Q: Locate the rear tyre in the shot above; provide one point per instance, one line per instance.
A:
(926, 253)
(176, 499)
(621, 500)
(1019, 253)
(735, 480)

★ ★ ★

● DIRECTIONS FOR THIS TASK
Copy out every entry above verbatim, preserving each line as it appears.

● RESPONSE FOR THIS EXERCISE
Q: Locate the rear tyre in the shot above; provide one point per instance, one line per instance.
A:
(926, 253)
(176, 499)
(621, 500)
(1019, 253)
(735, 480)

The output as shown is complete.